▶ _Your objective_: Render the lines below as a two-column CSV with the header text,answer, giving one row to each set of lines and its answer. Put each field in double quotes and replace every line break inside a field with a space.

▶ _Given records_:
§
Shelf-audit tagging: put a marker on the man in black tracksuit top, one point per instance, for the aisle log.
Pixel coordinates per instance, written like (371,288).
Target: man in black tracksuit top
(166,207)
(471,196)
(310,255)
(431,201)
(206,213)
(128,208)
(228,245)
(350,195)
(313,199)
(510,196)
§
▶ _Task solution_:
text,answer
"Shelf-audit tagging: put a marker on the man in black tracksuit top, one point per instance, for the aisle log. Pixel coordinates per instance, written like (371,288). Target: man in black tracksuit top","(166,207) (471,196) (310,255) (431,201) (206,213) (128,208) (228,245) (350,195) (313,199) (510,196)"